The request: Can you render the entries from the line containing "Pick out every instance of the sandy" through the end of the entries, both included, as a Markdown table with a "Row" column numbering each line and a "Line" column holding it, leaving out blank lines?

--- START Information given ---

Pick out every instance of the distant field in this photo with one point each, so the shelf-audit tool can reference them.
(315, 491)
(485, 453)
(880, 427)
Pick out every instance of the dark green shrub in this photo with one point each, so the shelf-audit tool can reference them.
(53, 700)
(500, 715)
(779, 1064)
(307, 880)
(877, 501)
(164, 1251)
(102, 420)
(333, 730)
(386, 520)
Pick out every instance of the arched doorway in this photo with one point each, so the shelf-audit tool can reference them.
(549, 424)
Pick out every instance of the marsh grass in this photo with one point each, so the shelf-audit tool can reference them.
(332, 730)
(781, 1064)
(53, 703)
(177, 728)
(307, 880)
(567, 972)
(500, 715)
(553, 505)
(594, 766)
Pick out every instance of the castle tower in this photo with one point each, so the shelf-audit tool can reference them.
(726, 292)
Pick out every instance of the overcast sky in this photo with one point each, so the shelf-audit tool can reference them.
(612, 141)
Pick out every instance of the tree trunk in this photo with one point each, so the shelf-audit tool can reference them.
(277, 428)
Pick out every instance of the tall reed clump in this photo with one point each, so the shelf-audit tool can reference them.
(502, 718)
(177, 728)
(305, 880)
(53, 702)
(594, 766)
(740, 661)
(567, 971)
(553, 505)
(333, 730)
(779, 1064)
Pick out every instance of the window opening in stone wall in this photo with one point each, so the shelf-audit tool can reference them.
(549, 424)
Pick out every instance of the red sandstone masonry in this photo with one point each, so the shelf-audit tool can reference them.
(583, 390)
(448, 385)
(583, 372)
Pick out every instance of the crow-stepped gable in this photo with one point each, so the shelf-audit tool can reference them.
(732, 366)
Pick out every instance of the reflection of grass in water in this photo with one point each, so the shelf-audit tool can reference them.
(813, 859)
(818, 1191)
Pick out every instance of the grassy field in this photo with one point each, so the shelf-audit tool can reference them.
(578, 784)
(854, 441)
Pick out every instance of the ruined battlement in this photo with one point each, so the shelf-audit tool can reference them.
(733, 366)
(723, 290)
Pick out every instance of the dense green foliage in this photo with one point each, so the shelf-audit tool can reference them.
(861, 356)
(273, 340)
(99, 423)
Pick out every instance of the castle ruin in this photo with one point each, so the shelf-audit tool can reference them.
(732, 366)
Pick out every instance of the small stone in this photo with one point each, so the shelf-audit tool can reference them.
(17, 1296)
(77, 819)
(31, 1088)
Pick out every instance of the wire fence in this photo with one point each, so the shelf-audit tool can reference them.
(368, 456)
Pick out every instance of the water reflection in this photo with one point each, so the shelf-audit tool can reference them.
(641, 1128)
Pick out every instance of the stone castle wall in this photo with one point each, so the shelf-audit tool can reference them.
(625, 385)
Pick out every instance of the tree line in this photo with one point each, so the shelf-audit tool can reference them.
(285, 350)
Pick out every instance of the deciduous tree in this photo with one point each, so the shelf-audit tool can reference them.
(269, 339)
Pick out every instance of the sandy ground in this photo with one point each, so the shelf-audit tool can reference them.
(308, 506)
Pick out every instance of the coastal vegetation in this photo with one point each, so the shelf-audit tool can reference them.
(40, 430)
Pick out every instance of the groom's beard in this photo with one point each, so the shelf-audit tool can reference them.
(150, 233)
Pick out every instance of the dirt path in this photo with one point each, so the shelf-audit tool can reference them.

--- END Information given ---

Task result:
| Row | Line |
|---|---|
| 1 | Pick out every instance of the sandy ground in this photo with one point each, so the shelf-audit tool can reference them. |
| 2 | (308, 506) |
| 3 | Pick out every instance of the coastal vegetation in this photo with one point each, so the shelf-audit tool can reference them. |
| 4 | (40, 430) |
| 5 | Pick out every instance of the groom's beard in this photo with one point each, so the shelf-audit tool can reference them. |
| 6 | (150, 233) |
| 7 | Pick out every instance of the dirt path in this photo with one point each, so the shelf-audit tool can reference them. |